- _Work item_
Go line by line through the entries and show those that hold the string "camper".

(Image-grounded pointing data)
....
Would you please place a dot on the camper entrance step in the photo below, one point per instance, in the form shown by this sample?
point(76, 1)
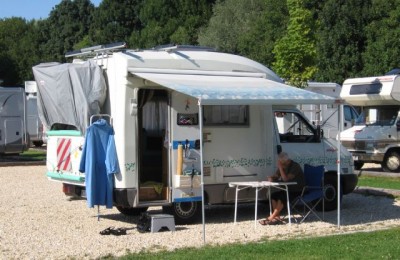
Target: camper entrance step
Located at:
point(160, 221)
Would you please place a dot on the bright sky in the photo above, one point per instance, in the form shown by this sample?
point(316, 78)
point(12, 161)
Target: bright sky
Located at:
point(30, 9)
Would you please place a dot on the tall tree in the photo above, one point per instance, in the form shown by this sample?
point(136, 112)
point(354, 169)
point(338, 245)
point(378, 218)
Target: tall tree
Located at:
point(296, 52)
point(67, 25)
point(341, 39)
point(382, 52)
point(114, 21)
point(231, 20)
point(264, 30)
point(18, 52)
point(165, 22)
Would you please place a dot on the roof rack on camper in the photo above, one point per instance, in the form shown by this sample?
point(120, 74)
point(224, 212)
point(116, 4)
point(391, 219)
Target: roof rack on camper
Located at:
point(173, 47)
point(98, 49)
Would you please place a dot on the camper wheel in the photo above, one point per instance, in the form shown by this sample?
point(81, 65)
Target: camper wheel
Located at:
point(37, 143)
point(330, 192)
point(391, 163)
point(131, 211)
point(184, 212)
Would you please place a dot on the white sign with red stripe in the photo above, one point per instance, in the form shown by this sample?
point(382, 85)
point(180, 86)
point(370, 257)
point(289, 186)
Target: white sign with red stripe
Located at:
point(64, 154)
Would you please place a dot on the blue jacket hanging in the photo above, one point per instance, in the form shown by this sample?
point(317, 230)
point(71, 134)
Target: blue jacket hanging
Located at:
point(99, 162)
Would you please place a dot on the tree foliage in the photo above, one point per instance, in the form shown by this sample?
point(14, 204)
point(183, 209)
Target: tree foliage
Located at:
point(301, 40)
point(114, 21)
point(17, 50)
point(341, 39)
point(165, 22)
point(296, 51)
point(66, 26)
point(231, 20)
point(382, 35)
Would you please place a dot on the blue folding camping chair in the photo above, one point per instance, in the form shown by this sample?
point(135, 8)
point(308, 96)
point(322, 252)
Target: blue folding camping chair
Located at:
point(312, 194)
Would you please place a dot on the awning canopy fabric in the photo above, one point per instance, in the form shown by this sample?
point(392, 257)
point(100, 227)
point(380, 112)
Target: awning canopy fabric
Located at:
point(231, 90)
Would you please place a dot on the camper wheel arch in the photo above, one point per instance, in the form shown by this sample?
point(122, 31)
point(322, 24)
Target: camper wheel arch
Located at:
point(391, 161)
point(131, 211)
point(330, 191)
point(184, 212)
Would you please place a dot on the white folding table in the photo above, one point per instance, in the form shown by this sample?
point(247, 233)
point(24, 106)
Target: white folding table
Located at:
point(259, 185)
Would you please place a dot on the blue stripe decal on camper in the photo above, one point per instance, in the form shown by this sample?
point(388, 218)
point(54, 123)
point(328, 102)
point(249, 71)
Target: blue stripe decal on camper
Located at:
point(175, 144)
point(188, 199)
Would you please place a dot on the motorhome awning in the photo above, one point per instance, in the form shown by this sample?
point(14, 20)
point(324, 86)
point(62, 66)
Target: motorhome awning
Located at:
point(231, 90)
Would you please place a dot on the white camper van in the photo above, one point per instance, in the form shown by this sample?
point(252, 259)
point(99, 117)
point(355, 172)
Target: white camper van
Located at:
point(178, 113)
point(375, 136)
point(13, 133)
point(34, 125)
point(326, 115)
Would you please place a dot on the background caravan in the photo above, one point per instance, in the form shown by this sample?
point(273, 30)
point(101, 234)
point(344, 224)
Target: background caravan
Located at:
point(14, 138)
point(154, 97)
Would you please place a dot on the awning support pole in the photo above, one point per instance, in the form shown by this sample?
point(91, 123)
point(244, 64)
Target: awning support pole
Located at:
....
- _Answer box_
Would you please place a dot on the camper entrance step in the photo below, one point per instance, in the form shown by this sample?
Target: camper entrance step
Would you please place a dot on the roof rack on camper in the photo above, one point per instance, in the form shown by this sample?
Target: roof rack on camper
Would you please place a dot on the camper wheel in the photo above, one point per instance, in the form shown by this sample?
Target: camper wheel
Would you please place a dot on the camper wheel arch in the photo above, one point per instance, in the form shown by this sample?
Target: camper wheel arch
Would you please place a dot on the blue stripe decal on camper in the photo above, one point per instance, in the form shown by this sample?
Target: blue stripe decal on camper
Would you please place a dot on the white camper van in the photo above, one point per instance, in the form shown by this sample?
Target: white camper van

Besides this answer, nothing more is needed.